--- BEGIN Data supplied ---

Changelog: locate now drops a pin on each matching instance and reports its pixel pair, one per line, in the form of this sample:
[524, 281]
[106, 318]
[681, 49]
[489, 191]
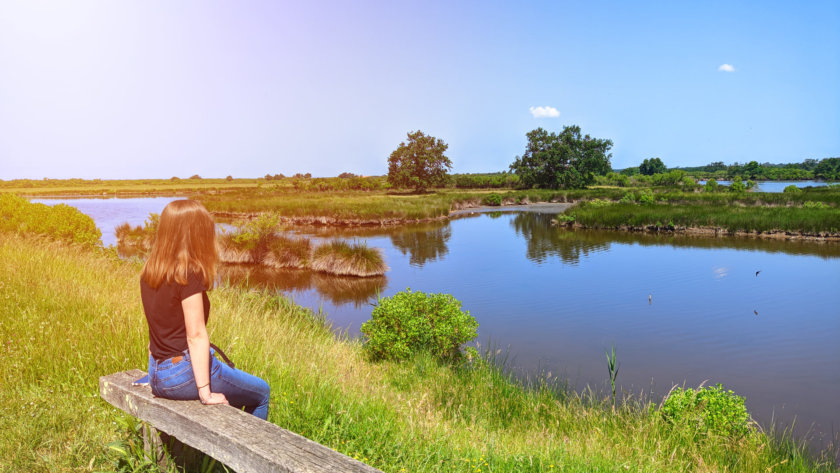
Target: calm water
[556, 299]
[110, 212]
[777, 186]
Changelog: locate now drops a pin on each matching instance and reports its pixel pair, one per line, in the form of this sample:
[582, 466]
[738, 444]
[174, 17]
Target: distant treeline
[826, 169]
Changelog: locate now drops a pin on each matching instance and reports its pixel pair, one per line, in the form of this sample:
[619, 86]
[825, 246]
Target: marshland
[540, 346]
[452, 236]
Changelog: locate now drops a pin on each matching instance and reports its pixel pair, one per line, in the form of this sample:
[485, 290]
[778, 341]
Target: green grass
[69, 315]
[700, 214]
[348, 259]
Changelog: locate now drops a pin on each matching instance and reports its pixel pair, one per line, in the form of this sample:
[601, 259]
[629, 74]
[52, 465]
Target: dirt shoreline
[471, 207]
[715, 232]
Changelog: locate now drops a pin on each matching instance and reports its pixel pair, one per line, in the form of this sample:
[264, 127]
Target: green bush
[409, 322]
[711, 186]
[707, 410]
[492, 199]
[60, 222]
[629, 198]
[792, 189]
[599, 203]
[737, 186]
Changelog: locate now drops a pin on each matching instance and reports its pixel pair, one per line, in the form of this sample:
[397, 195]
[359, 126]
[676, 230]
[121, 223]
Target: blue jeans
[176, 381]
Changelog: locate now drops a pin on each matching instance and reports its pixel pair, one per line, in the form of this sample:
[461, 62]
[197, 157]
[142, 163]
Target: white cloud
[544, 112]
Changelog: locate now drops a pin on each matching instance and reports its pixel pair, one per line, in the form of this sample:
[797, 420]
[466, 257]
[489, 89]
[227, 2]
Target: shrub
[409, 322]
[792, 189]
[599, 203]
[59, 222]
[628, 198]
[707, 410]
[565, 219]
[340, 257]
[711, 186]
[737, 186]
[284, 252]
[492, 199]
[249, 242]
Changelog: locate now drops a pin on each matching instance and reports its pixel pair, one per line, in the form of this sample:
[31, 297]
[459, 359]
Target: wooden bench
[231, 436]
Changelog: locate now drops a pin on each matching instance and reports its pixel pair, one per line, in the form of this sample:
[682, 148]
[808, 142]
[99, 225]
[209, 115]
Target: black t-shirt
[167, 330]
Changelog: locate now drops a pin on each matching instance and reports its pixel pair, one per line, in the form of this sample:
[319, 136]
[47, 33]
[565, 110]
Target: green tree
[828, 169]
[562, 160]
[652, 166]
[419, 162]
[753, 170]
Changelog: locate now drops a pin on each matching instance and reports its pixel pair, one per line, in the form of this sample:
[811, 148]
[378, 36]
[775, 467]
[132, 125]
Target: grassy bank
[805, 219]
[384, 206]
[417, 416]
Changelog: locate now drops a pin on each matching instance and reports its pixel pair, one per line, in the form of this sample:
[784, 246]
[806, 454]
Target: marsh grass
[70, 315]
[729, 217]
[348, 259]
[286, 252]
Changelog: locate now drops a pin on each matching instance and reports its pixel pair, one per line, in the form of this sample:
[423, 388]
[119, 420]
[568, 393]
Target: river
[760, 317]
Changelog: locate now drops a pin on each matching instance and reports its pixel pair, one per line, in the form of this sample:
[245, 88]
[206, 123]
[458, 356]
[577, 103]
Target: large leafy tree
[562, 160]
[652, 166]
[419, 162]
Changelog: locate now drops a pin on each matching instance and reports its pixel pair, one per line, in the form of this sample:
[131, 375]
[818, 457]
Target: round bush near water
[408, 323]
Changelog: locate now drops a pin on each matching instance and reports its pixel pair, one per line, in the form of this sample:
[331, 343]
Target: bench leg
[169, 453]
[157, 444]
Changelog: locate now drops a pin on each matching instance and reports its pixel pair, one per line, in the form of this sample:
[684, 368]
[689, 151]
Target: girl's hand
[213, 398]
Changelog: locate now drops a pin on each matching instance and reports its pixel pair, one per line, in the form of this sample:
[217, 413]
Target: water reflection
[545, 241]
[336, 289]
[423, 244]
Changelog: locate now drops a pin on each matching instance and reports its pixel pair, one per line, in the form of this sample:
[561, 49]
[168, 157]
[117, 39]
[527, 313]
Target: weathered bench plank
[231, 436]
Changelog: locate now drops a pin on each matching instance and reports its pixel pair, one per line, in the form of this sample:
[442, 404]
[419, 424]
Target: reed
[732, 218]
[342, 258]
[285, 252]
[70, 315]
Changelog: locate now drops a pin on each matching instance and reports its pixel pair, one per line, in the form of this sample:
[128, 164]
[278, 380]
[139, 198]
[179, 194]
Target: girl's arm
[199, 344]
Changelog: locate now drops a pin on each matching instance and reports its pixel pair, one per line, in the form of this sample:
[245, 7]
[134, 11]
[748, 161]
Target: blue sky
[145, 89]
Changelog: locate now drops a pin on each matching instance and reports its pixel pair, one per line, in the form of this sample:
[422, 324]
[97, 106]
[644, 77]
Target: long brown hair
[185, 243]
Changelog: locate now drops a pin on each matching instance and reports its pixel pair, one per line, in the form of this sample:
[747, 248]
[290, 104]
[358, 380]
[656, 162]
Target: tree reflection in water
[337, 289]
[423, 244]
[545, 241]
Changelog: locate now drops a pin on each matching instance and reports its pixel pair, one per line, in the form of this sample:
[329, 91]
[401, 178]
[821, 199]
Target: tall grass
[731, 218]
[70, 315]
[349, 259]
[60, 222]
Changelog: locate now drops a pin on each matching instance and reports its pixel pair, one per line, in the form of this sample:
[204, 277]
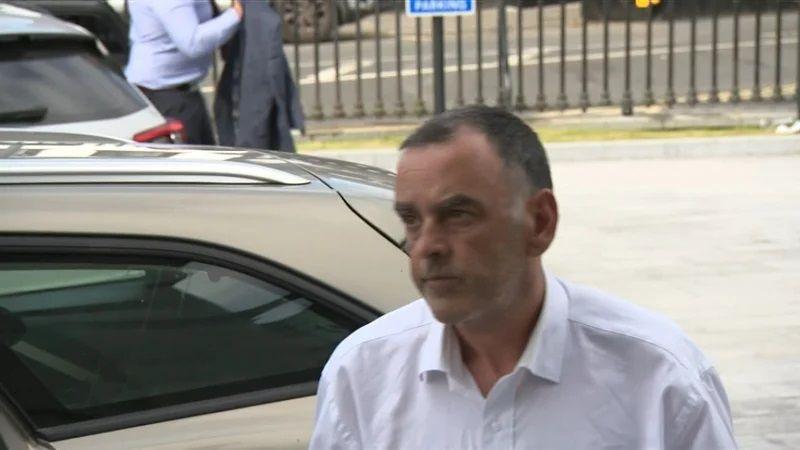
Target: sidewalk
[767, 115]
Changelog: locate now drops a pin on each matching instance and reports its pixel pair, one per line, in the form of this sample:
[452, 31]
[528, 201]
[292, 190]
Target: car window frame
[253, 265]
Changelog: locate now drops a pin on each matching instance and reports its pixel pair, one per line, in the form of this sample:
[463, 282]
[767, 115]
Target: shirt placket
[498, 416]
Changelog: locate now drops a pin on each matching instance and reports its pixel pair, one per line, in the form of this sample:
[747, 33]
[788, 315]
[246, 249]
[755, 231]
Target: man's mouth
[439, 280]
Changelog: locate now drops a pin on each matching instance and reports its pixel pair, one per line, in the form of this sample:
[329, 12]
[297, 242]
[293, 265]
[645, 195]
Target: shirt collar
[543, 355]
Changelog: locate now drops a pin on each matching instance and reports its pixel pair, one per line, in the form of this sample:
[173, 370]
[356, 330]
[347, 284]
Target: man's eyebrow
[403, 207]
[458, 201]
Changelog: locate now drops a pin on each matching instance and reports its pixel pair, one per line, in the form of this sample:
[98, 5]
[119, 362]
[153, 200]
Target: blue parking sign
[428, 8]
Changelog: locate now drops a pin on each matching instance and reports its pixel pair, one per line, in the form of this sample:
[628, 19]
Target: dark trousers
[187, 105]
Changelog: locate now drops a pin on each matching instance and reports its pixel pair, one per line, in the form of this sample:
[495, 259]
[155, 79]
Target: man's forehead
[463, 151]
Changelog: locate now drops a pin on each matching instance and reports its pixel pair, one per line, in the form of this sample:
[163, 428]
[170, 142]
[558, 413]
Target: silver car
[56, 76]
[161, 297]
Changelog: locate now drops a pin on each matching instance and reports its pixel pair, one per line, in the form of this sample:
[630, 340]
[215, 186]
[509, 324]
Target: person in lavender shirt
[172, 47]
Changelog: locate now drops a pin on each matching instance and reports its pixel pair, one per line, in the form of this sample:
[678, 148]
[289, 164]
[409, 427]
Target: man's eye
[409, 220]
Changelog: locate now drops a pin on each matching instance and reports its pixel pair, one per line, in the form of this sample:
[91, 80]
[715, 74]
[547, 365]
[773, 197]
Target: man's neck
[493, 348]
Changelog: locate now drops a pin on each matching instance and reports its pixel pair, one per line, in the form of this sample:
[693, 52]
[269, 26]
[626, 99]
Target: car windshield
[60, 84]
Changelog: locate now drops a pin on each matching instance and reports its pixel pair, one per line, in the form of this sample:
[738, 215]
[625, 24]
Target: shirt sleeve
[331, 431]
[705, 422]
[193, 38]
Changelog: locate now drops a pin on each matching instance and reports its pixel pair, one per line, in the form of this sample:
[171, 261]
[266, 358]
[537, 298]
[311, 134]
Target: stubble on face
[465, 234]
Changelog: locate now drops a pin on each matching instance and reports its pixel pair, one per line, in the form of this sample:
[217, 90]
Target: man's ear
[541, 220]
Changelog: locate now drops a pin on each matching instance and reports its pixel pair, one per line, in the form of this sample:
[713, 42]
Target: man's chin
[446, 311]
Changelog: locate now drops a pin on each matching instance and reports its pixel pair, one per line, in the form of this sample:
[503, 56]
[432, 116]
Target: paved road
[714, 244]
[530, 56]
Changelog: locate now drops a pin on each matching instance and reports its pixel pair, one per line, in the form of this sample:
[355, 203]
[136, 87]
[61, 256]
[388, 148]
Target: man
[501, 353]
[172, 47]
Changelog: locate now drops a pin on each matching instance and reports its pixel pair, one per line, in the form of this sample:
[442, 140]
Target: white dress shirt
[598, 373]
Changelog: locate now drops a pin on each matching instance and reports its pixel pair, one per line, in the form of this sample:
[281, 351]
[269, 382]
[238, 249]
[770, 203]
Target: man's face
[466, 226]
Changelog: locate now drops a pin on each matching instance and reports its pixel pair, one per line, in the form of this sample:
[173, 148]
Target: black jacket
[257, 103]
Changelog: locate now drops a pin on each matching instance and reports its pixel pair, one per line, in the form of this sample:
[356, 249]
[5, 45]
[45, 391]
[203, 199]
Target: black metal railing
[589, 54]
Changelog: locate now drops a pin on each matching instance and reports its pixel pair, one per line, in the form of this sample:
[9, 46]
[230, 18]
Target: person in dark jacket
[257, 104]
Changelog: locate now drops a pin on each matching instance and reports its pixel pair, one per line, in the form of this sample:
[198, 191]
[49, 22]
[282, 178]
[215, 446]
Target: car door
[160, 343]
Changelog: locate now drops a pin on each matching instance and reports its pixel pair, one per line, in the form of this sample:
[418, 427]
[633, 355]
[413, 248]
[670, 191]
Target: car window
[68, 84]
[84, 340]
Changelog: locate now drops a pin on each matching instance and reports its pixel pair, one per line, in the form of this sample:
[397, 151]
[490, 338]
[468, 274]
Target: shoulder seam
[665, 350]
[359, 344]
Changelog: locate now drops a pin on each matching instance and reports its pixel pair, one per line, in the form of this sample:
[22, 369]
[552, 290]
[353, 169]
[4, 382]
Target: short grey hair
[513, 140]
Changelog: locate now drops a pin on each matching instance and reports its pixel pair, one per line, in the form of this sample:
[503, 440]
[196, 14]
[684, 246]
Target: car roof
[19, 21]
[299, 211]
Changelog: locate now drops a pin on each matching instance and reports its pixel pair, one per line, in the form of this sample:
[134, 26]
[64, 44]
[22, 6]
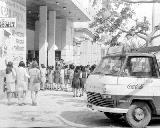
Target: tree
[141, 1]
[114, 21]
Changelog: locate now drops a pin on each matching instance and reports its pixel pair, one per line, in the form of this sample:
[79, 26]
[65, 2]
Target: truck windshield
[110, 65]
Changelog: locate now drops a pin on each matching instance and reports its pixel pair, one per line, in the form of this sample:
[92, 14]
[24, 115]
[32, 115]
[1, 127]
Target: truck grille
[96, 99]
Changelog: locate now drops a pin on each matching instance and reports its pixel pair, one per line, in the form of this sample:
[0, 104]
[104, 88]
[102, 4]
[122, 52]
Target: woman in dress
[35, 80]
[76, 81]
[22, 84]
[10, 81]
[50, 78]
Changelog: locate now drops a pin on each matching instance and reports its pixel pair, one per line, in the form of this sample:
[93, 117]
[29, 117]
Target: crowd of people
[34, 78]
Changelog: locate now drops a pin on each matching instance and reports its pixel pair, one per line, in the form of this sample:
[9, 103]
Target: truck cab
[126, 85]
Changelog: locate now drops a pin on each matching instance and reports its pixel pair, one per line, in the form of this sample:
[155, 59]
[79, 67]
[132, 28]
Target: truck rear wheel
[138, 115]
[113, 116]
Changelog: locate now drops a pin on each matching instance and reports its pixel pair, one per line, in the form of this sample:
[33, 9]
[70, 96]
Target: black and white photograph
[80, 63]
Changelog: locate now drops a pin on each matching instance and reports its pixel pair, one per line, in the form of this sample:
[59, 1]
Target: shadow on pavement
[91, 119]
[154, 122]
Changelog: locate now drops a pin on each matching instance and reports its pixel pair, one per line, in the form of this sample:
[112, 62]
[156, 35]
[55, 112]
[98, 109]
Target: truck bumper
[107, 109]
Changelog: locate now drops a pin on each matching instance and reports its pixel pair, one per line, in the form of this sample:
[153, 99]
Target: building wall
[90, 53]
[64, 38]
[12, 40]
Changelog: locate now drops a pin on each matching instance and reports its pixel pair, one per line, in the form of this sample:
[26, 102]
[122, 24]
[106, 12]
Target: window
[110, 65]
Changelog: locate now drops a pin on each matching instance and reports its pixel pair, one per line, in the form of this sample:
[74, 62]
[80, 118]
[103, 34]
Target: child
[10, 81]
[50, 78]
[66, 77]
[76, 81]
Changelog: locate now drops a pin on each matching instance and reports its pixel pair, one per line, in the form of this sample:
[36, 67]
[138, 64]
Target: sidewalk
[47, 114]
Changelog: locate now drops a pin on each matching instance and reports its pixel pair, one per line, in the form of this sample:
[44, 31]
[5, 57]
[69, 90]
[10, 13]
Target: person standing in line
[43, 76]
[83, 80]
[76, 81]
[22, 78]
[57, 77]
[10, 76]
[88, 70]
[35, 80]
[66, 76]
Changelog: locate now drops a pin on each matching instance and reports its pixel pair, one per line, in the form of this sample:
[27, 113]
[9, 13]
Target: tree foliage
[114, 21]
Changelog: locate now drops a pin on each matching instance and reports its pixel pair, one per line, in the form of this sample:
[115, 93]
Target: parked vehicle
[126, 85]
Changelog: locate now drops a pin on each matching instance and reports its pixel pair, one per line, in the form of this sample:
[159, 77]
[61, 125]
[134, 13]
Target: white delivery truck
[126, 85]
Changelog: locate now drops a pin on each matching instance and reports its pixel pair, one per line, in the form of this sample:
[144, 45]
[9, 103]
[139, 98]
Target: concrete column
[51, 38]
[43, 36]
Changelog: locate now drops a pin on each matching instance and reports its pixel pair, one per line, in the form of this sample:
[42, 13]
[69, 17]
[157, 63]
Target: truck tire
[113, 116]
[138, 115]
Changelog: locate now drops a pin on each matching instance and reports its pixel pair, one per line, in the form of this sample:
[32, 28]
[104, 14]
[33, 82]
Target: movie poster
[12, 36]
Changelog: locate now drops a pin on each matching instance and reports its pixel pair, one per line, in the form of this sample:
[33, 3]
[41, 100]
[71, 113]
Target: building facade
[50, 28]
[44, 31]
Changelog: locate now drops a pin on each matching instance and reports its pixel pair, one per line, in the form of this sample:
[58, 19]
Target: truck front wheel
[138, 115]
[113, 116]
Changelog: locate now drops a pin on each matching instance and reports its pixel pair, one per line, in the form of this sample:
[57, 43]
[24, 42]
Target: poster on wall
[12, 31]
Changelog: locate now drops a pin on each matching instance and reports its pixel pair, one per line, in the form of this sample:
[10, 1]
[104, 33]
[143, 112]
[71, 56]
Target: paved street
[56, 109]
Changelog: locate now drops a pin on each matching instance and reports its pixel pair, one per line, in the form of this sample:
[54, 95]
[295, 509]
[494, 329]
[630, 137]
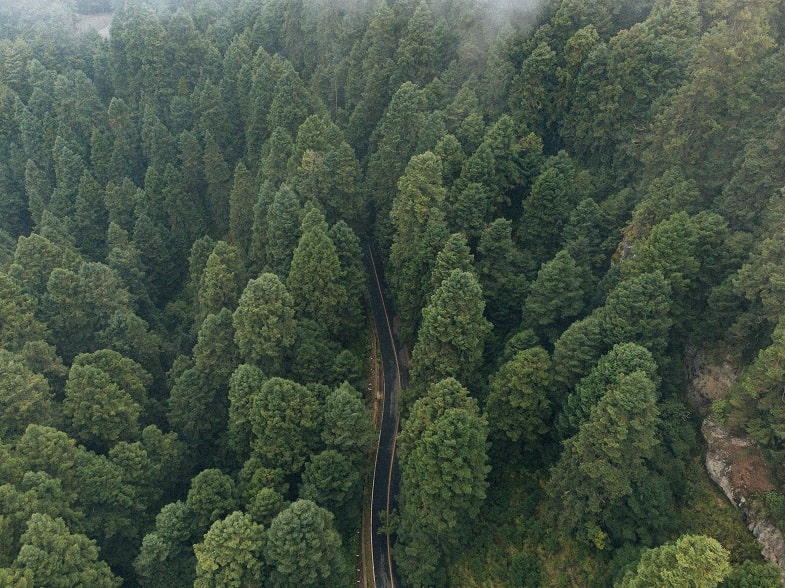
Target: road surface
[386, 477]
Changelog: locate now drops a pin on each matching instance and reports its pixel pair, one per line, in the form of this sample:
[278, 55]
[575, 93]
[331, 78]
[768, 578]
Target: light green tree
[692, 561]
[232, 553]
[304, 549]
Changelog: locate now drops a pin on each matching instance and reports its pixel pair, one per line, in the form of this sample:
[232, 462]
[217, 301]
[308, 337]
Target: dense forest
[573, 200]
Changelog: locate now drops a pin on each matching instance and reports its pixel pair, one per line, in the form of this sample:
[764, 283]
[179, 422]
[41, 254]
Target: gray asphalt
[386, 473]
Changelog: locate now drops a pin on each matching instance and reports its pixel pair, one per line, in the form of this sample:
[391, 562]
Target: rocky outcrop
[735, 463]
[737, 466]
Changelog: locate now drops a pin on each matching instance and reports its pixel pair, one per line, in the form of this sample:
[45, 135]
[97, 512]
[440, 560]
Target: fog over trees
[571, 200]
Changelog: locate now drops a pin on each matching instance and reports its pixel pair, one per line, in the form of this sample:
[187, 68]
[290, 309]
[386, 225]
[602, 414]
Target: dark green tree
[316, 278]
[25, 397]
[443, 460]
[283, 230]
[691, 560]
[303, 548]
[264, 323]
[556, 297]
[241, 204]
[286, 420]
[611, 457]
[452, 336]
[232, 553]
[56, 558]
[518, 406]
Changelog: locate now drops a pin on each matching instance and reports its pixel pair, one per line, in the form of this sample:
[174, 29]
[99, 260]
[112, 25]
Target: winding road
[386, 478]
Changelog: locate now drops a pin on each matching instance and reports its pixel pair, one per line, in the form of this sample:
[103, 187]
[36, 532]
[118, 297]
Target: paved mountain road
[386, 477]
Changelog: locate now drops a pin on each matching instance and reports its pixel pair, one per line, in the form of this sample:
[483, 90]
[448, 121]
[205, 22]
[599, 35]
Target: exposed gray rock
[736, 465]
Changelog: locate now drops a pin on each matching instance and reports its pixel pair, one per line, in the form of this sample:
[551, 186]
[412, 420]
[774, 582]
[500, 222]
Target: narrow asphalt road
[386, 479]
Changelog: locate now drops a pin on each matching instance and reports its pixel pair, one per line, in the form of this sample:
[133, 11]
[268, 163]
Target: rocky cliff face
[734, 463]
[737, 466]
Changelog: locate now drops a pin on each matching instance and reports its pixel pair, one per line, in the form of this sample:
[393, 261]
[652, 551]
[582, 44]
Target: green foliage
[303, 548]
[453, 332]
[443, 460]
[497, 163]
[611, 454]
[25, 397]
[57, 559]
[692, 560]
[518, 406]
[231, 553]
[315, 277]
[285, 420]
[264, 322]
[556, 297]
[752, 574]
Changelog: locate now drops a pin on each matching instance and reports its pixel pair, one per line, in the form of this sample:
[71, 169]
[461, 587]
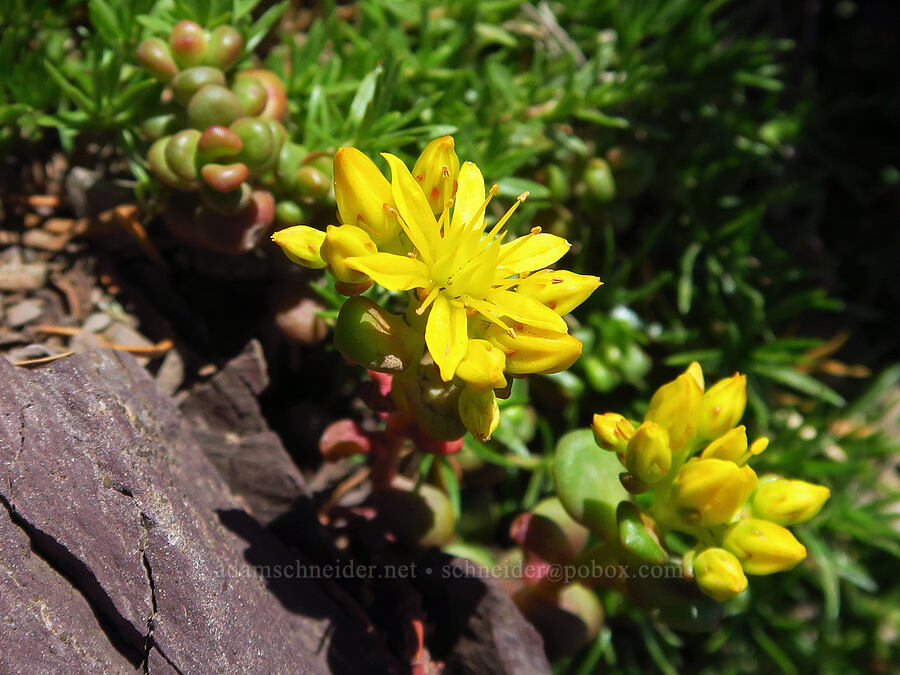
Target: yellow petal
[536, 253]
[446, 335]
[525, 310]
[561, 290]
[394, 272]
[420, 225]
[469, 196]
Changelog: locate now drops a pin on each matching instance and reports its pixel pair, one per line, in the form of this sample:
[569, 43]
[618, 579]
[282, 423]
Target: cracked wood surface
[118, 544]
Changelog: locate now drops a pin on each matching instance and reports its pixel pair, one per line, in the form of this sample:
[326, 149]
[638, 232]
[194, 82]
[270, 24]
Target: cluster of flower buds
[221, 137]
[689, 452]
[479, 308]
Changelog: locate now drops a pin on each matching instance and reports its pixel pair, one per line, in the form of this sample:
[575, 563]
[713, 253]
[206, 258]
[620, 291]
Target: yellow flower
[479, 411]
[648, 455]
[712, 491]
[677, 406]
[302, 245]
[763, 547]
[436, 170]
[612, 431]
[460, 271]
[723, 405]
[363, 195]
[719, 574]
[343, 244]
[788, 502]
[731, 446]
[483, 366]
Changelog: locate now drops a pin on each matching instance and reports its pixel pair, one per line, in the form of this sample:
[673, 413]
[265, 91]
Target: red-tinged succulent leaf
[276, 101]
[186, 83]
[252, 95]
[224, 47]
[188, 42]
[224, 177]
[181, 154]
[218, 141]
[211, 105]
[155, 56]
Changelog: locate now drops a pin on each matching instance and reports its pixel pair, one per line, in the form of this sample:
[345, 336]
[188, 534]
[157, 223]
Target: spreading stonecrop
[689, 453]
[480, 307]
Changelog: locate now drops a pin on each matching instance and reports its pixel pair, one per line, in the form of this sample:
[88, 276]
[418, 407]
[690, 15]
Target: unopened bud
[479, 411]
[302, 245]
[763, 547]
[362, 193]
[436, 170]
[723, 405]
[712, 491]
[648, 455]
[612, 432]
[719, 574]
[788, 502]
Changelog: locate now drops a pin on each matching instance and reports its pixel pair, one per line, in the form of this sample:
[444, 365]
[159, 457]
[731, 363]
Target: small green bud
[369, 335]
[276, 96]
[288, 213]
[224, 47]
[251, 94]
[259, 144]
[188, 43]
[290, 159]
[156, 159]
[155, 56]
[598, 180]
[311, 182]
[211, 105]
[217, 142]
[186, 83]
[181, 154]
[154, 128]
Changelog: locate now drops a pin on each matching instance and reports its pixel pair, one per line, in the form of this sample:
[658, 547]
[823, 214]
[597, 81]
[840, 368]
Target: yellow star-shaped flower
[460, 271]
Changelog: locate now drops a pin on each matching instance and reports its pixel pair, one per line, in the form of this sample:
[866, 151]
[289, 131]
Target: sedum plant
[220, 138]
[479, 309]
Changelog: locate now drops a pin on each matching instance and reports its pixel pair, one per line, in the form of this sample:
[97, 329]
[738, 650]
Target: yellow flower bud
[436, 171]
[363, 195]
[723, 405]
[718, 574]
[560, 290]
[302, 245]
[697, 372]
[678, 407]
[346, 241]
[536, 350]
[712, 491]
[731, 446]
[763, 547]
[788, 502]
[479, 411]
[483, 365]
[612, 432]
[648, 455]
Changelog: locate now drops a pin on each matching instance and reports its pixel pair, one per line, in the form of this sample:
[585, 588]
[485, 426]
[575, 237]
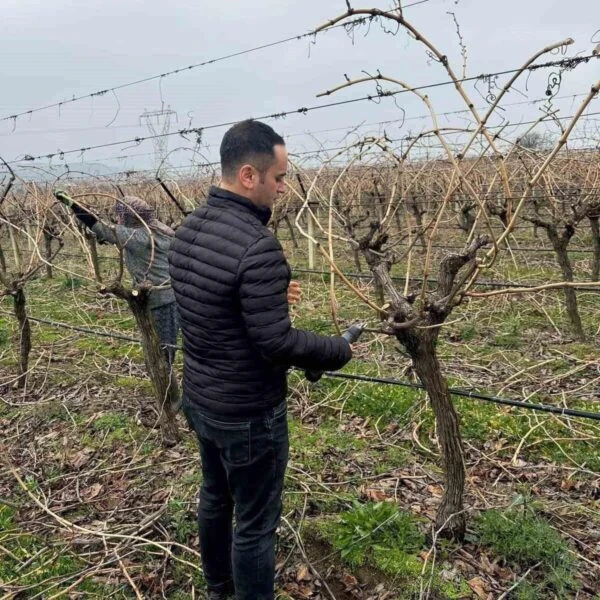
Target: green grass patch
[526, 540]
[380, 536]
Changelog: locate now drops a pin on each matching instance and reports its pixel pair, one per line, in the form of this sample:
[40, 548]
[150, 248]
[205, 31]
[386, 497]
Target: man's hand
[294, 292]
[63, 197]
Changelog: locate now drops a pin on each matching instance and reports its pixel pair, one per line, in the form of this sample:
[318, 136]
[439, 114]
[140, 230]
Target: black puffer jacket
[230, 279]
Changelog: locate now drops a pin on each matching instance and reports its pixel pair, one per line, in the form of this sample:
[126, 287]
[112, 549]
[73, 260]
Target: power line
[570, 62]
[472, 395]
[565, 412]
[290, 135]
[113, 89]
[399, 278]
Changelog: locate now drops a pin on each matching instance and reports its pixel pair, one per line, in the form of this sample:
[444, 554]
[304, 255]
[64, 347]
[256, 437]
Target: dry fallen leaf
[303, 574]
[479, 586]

--- END Data supplied ---

* Work to complete: Which lines in the material above contain the string "truck"? Copy each of them in full, and count a match only when the case is the same.

* Exercise solution:
Target: truck windshield
Target: truck grille
Target: truck cab
Target: truck rear wheel
Target: truck bumper
Target: white delivery truck
Target: truck tire
Target: truck front wheel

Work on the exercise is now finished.